__Task instructions__
(1) In the passage on editing narrative features, what is identified as the big difference between writing a news article and writing a narrative feature?
(2) Continue the passage on editing narrative features, picking up after its final sentence.

I think it can be the most rewarding part of it, because no matter how many features you edit, it's always a slightly new problem, right? Structure is the thing that is the most challenging. In longform journalism, usually when we talk about structure, we're actually talking about sequence. Because most narrative journalism is linear.
Sequencing is an interesting thing, because you're thinking about what you tell or what you withhold. The big difference between writing a news article and narrative feature is the inverted pyramid. With news, you just give them all the information up top, as if you could die at any moment while reading it, and at least we’ll have given you the most information we could have before you died. Sometimes there are ways of doing that in narrative, but you just don't have to be bound to that. It's about how you sequence information that you give the reader.
My favorite features are stories where you think something's going one way, and then it goes the other, and you ping-pong back and forth. Usually those kinds of stories end up in ambiguous places. Like in The New Yorker recently, a piece from Katy Waldman about a romance writer that is suing another romance writer for ripping her off. You read it and think: Oh, those are a lot of coincidences. And then you realize: Oh, but these are genre tropes. And then it goes back and forth, there's a level of structural sequencing that they're manipulating. There's intention in how you guide the reader. And it's not about giving them maximal information at all times. It's actually like that Miles Davis quote, “It’s not the notes you play; it’s the notes you don’t play.” Or the space and silence between the notes.

[Collected data entries]
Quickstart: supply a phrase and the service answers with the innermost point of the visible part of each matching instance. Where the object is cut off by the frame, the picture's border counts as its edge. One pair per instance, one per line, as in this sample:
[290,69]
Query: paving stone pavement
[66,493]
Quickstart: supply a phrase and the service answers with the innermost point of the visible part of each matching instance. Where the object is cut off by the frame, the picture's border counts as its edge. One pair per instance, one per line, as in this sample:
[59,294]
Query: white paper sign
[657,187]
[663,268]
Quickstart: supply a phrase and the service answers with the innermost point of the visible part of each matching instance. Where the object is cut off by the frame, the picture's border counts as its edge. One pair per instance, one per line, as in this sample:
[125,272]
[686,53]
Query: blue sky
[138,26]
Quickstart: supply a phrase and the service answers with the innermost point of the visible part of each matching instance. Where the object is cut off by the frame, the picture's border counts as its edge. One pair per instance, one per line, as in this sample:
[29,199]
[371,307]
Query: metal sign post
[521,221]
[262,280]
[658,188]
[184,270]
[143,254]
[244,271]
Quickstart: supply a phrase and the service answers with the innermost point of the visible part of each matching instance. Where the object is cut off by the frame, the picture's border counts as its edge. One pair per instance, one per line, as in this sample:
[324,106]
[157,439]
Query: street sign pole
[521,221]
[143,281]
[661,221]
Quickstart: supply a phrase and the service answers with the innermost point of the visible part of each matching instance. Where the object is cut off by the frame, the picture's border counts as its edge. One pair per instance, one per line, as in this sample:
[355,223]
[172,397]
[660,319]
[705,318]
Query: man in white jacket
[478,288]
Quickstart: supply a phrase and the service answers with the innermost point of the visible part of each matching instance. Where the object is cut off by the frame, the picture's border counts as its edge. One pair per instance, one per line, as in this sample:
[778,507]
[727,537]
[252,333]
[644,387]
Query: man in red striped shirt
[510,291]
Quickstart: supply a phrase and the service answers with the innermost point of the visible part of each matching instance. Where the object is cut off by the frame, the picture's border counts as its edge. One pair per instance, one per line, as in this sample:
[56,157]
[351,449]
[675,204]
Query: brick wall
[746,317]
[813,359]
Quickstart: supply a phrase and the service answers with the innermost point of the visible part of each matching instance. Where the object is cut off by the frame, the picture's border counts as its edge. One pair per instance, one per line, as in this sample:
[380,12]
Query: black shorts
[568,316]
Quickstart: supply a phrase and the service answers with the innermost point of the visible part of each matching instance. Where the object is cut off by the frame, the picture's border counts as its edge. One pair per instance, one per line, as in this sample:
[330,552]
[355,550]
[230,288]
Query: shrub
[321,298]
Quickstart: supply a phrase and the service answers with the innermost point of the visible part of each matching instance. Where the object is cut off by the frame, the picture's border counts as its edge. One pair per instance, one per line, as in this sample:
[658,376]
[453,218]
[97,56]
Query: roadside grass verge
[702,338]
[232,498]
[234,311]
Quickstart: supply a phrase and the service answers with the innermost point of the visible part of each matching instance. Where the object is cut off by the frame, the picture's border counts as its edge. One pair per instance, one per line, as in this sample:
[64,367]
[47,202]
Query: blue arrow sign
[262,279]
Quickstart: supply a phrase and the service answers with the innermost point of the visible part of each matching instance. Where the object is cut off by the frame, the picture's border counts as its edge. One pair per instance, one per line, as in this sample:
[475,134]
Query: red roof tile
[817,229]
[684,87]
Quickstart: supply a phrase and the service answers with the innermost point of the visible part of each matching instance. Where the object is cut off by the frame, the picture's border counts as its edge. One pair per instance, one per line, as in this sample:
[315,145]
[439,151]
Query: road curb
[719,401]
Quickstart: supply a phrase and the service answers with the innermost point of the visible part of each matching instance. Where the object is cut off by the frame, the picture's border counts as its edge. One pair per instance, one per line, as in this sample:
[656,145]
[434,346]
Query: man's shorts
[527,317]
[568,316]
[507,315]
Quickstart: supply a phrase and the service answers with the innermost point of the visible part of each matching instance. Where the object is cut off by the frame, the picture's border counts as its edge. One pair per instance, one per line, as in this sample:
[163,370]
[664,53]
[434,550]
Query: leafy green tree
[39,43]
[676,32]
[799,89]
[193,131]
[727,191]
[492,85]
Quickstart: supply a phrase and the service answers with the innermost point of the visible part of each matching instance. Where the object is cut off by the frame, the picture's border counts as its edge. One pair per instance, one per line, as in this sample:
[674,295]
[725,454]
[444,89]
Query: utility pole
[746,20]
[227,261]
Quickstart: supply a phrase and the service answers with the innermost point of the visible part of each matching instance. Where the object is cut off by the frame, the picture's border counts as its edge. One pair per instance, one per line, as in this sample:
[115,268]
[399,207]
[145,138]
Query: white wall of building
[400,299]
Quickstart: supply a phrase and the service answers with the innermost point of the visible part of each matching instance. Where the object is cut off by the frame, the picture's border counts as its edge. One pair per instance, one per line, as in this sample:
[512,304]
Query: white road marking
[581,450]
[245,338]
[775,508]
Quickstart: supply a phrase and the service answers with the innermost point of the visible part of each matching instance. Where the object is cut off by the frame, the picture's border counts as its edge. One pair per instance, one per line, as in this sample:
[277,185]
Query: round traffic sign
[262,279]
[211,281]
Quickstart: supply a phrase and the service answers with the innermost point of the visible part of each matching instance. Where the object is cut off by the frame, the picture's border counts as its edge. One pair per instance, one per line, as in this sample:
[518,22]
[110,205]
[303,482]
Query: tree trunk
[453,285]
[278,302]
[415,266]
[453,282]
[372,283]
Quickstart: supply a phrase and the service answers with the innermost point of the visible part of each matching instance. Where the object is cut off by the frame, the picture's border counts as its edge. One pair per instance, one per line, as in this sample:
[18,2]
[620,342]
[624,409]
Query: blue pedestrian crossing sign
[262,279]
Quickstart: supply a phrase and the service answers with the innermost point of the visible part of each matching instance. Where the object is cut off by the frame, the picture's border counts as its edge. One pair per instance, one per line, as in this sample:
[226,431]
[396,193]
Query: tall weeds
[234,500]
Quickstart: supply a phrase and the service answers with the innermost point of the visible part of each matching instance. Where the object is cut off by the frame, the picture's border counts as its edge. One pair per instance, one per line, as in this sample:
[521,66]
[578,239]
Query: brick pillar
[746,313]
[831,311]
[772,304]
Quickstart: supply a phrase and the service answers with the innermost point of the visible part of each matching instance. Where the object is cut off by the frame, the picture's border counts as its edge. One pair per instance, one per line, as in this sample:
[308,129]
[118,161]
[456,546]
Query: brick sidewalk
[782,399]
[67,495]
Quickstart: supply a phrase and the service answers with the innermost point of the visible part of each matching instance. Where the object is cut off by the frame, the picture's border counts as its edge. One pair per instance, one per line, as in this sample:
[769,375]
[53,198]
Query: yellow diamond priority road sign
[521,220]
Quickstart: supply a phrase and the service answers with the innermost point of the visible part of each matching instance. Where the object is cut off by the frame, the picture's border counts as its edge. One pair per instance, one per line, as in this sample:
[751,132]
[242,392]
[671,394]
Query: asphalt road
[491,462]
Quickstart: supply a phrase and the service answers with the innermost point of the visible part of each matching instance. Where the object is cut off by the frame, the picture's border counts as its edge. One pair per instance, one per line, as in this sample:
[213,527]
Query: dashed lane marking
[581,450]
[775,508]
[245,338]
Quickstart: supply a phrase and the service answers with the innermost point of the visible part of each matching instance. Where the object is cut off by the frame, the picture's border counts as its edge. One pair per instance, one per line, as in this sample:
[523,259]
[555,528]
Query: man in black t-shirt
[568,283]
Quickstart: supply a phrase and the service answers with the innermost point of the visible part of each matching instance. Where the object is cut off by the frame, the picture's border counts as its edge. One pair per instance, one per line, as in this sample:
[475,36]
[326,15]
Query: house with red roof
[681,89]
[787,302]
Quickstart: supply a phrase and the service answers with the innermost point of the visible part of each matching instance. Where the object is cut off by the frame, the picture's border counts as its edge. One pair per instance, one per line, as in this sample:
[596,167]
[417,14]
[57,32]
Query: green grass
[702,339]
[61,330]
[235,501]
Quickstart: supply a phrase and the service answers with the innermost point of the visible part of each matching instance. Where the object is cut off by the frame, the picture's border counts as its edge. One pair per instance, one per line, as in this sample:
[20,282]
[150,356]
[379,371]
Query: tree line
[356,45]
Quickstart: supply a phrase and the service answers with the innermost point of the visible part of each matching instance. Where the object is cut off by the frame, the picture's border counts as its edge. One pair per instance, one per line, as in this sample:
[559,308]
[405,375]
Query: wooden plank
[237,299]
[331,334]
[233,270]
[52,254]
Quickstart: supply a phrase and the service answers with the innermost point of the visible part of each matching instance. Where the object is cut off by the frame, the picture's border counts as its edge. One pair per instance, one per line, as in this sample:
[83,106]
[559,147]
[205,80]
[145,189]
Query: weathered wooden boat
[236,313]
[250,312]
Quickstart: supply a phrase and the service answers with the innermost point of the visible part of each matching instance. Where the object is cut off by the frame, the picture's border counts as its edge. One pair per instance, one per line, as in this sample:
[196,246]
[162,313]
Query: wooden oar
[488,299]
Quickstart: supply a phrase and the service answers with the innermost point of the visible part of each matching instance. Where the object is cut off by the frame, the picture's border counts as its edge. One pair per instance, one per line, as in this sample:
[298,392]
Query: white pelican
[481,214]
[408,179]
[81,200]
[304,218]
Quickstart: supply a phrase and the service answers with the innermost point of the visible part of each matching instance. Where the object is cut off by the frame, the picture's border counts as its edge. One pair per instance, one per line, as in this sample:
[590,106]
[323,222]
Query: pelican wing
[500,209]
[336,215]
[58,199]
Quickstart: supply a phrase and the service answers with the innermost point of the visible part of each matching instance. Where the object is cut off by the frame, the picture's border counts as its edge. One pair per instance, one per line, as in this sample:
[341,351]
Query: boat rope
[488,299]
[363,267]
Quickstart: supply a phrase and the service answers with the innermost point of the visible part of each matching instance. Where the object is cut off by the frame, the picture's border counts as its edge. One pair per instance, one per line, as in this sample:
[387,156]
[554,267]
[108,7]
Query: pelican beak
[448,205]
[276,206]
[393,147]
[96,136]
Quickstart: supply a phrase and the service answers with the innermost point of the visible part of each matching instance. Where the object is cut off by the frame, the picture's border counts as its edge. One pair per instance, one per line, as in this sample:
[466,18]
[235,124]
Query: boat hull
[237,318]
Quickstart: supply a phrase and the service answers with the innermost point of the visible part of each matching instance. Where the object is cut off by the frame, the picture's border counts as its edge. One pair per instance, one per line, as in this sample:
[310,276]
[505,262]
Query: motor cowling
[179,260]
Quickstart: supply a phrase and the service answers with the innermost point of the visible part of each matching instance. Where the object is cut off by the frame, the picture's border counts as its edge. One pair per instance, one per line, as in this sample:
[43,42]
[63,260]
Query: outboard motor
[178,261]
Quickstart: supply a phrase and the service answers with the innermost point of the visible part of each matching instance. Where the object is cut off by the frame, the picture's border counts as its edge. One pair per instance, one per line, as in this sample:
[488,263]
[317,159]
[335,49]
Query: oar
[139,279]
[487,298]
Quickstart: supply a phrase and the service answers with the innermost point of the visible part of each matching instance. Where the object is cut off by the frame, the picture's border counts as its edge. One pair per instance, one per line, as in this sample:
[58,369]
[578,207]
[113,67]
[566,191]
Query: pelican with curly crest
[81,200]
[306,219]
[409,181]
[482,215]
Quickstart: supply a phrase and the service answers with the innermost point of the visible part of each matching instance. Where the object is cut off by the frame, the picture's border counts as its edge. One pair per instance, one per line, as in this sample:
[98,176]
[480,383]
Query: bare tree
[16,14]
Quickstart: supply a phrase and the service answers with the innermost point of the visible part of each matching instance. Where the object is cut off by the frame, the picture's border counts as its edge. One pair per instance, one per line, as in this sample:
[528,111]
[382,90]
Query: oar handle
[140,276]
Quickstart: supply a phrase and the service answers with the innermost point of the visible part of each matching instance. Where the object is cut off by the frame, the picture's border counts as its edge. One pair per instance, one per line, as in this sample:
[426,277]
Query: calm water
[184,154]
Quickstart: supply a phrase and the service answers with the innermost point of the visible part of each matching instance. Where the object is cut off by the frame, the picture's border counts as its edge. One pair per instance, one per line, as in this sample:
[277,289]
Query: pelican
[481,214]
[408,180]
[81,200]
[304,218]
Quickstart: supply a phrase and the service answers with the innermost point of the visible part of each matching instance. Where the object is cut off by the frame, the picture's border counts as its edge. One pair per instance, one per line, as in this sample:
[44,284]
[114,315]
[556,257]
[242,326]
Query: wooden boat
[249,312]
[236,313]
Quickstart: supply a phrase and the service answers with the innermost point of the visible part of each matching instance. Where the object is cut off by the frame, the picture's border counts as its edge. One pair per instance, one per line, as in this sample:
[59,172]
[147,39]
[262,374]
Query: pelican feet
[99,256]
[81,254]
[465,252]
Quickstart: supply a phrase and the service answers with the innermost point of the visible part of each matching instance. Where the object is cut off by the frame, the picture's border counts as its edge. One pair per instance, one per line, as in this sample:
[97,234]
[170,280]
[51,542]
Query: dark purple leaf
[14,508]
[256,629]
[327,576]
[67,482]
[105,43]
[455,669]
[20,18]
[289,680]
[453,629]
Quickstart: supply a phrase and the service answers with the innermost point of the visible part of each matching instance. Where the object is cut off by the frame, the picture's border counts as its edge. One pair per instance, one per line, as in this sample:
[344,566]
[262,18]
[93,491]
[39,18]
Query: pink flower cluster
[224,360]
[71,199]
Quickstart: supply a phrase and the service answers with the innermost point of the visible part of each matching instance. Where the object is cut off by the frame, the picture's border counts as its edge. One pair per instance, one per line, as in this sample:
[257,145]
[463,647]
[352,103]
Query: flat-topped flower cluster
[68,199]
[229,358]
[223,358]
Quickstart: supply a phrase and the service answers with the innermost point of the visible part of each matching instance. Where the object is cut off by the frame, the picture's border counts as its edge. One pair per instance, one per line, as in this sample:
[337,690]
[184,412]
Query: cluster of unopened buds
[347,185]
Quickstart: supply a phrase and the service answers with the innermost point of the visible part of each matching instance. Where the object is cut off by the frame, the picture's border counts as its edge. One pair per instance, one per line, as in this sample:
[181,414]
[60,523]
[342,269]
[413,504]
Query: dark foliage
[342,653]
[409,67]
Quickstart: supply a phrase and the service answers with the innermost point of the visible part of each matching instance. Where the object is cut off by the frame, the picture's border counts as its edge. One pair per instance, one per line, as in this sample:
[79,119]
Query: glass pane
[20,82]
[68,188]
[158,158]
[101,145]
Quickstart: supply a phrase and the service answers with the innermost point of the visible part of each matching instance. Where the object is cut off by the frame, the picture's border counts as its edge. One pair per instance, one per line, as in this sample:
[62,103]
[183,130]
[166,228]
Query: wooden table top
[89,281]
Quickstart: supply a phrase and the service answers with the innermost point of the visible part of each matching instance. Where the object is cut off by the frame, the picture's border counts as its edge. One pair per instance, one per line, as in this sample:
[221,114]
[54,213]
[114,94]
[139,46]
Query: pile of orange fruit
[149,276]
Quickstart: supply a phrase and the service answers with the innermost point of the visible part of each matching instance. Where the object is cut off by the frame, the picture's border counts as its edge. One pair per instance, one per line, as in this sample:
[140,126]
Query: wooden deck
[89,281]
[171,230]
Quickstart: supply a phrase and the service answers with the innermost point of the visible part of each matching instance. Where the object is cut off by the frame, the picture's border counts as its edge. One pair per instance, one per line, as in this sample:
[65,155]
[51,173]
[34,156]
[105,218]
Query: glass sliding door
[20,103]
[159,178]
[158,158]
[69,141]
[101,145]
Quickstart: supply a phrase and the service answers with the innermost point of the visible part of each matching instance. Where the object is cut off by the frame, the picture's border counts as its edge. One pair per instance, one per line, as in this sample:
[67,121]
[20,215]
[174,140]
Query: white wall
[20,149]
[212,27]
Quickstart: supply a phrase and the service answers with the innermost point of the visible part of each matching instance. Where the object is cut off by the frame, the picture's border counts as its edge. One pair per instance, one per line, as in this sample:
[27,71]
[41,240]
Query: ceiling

__Results for the exercise__
(1) The inverted pyramid.

(2)
Like holding your cards and deciding which ones you're going to play, and at what point, not just putting all of them out on the table.
Yeah, you don't even have to play all your cards, right?
Right, the twist. Actually, “Who is the Bad Art Friend?” just came to mind. I also work with the editor who edited that story, and I remember she mentioned thinking of the story as the dress that changes color, which people see totally differently in the same photo. In editing the story, if I recall this correctly, she told the writer, Bob Kolker, “make it like the dress.” I am also thinking of the recent story you published in The Verge, “Friend of Faux,” on an AI romance, at the end of it, when the company shuts down, it is a big twist.
That writer, Josh Dzieza, always does an intense amount of research. We usually have all the research before we have the narrative thread through it. And that works for him. I don't think that order works for every writer. There is a main narrative, and it ping-pongs, section by section, between a main narrative with a character, and then all the context that he wants to provide.
Something happens in a scene, and then you give a little more context that either makes you understand it better, or makes you question what just happened. We keep bouncing back and forth. The hard thing about that as a structure is it's actually quite easy to lose people. If the story is digressing, it comes down to pretty strong writing to solve that. If it works there is just an inherent tension always happening. Kind of like a TV show that has parallel plots, and you're just thinking: How are these plots going to intersect?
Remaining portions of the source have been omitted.